EXCERPTED TEXT:
Lake in Armenia and Azerbaijan

Lake Sev (Սև լիճ; Qaragöl; both meaning "black lake") is a lake located on the border between Armenia and Azerbaijan. It is split between the Syunik Province of Armenia and the Lachin District of Azerbaijan, with the overwhelming majority of the lake being in Armenia.

==Topography==
The lake is located to the east of Mets Ishkhanasar mountain at an altitude of 2,666 m above sea level and has an area of about 2 km2. It is 1.6 km long, 1.2 km wide, and has a maximum depth of 7.5 m. The lake is inhabited by Ishkhan salmonid fish. The lake water is used for irrigation. It is immediately adjacent to a smaller lake called Janlich or Jinli.

==Nature reserve==
Lake Sev and the area immediately around it are a protected nature conservation area called the Lake Sev Nature Reserve, in the Syunik Province on the eastern slope of Mets Ishkhanasar. It was re-created in 2001 on the grounds of the protected area with the same name, created in 1987. It has a surface of 240 hectares. Furthermore, it aims to preserve the ecosystem of Lake Sev.

==2021 Armenia–Azerbaijan border crisis==
Lake Sev and the surrounding area are currently the subject of a border crisis between Azerbaijan and Armenia. On 12 May 2021, Azerbaijani troops advanced some 3.5 kilometres into Armenian territory near the lake and occupied the nearby height of Mets Ishkhanasar. Although the international border between Armenia and Azerbaijan has never been formally delineated, Soviet-era maps all appear to show that most of Sev Lake is in Armenian territory, which would mean an attempt to surround it would be an infiltration. Specifically, the 1975 map of the General Staff of the USSR Armed Forces numbered J-38-21 scaled 1:100 000 shows Lake Sev with its eastern, western and southern shores located in the territory of the Armenian SSR and only a section of the northern shore of the lake covering nearly 10% of the lake located in the Azerbaijani SSR. The map also shows the adjacent smaller Lake Janlich (Jinli) as entirely in Armenian territory.

INFORMATION SHOWN:
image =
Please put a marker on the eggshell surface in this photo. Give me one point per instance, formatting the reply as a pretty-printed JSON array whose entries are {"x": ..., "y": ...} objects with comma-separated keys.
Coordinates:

--

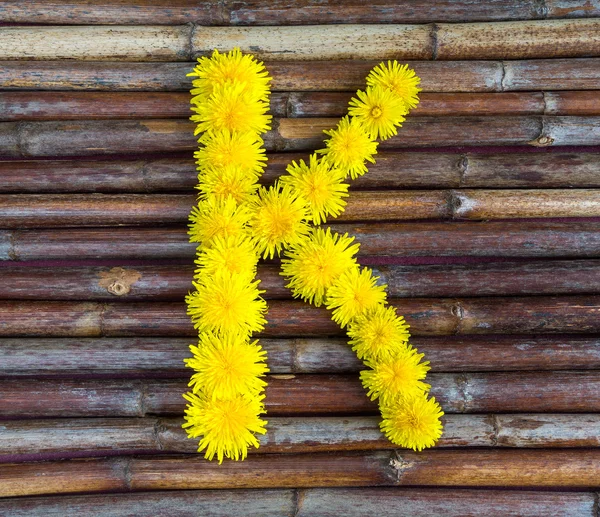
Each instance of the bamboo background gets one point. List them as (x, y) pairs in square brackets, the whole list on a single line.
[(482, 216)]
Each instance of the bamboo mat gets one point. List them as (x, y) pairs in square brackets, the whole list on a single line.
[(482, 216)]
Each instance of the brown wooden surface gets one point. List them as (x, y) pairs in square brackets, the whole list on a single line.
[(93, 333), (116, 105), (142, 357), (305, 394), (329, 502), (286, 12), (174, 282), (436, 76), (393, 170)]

WHAT NEEDS TO BE DONE:
Please print the Lake Sev text word for word, starting at "Lake in Armenia" and ending at "Janlich or Jinli.".

WRITTEN ANSWER:
Lake in Armenia and Azerbaijan

Lake Sev (Սև լիճ; Qaragöl; both meaning "black lake") is a lake located on the border between Armenia and Azerbaijan. It is split between the Syunik Province of Armenia and the Lachin District of Azerbaijan, with the overwhelming majority of the lake being in Armenia.

==Topography==
The lake is located to the east of Mets Ishkhanasar mountain at an altitude of 2,666 m above sea level and has an area of about 2 km2. It is 1.6 km long, 1.2 km wide, and has a maximum depth of 7.5 m. The lake is inhabited by Ishkhan salmonid fish. The lake water is used for irrigation. It is immediately adjacent to a smaller lake called Janlich or Jinli.